▶ [THE EXERCISE]
Pull out every line of the records that contains the string "floor", copying each one in full.

▶ [ENTRIES PROVIDED]
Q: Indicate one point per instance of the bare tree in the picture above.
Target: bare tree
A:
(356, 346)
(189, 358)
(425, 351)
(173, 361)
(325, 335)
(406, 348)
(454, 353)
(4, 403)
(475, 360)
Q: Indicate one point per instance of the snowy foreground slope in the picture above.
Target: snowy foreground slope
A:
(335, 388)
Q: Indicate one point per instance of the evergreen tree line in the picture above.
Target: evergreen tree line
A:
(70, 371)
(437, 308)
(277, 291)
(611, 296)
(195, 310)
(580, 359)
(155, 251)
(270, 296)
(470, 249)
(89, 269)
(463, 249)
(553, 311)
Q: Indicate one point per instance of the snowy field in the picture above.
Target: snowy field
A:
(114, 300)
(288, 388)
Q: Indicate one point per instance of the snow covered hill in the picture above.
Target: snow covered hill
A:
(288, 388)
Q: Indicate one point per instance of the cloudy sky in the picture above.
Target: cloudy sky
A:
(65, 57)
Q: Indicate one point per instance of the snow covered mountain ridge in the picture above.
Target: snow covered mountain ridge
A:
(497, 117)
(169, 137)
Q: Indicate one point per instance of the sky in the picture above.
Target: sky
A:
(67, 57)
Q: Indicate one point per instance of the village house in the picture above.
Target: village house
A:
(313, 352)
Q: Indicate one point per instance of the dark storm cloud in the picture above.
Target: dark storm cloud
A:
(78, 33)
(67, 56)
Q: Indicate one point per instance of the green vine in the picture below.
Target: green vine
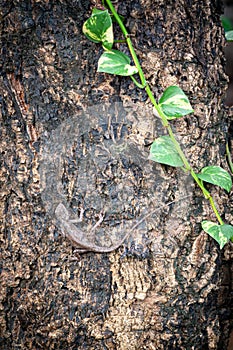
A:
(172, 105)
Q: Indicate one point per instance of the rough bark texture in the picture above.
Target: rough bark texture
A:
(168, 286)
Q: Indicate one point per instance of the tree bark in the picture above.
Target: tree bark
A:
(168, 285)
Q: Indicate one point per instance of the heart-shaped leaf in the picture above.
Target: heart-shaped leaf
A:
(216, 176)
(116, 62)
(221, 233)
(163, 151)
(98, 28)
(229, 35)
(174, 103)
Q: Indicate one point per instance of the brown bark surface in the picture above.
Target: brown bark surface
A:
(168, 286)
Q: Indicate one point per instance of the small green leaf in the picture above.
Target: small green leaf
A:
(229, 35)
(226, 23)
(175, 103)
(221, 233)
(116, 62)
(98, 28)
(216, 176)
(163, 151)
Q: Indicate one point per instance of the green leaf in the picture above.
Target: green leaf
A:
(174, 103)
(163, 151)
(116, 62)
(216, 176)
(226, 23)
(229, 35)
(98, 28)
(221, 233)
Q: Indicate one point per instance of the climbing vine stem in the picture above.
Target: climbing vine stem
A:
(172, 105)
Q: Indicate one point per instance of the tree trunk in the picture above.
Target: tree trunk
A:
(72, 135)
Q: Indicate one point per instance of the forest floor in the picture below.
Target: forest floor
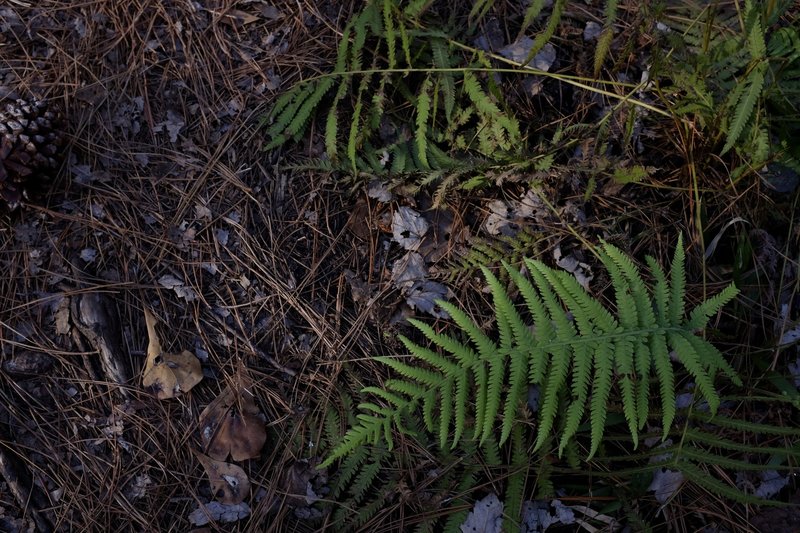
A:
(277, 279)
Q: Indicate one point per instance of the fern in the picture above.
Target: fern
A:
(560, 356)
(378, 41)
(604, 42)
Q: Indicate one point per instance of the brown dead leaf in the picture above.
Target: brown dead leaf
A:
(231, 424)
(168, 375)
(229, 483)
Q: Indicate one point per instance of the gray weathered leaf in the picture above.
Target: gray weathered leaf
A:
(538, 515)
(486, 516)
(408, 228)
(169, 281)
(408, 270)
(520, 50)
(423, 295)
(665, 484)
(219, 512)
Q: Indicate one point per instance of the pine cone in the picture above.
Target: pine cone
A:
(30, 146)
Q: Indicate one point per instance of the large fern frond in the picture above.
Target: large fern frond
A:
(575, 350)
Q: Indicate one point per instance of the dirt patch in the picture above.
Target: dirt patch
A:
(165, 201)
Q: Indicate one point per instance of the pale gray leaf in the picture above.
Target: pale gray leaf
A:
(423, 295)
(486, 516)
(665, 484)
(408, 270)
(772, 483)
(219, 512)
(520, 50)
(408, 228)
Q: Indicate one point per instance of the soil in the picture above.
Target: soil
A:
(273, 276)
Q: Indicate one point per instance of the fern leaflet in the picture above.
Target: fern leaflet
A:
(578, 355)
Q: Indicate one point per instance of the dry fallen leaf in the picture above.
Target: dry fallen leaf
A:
* * *
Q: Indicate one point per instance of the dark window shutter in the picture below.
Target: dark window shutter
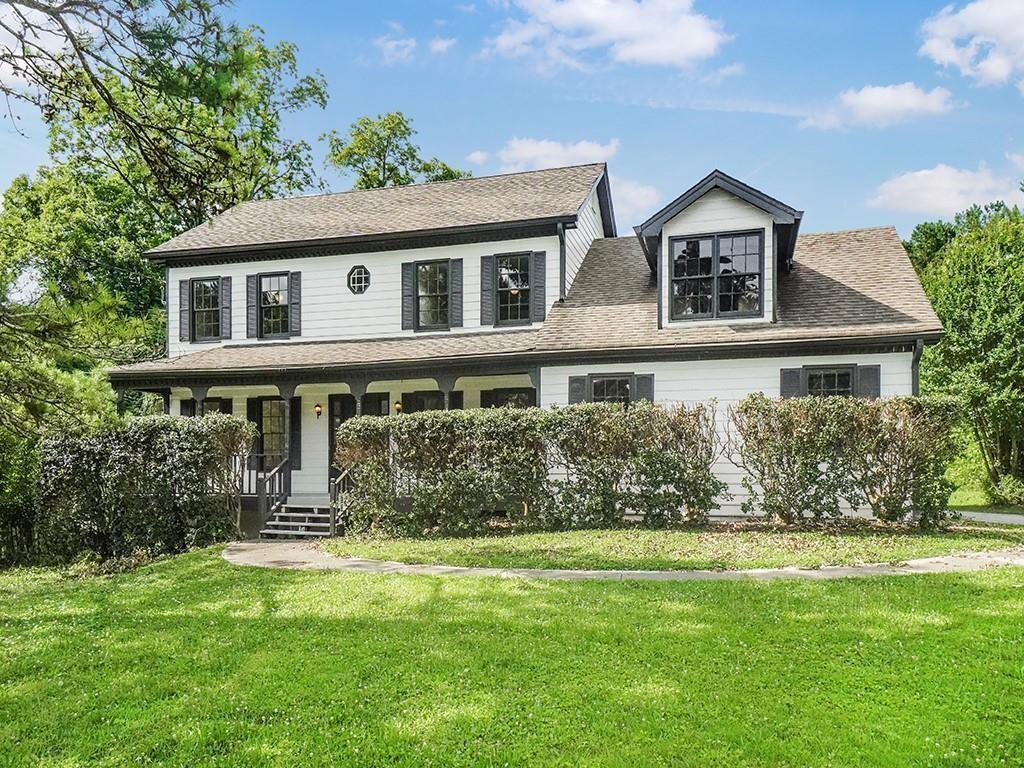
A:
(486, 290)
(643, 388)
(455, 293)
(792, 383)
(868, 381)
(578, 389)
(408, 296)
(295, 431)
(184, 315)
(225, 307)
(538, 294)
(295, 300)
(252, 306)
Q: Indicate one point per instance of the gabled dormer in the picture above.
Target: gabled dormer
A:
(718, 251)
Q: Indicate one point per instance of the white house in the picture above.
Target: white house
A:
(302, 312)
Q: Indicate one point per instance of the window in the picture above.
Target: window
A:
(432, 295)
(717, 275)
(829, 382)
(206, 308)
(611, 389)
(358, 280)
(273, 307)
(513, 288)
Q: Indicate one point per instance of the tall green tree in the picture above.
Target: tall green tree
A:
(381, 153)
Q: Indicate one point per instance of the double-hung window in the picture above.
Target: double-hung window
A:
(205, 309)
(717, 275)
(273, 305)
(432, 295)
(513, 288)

▶ [SOLVED EXERCISE]
Q: Indicate one point per instance of the forest floor in the picture below.
Target: forest floor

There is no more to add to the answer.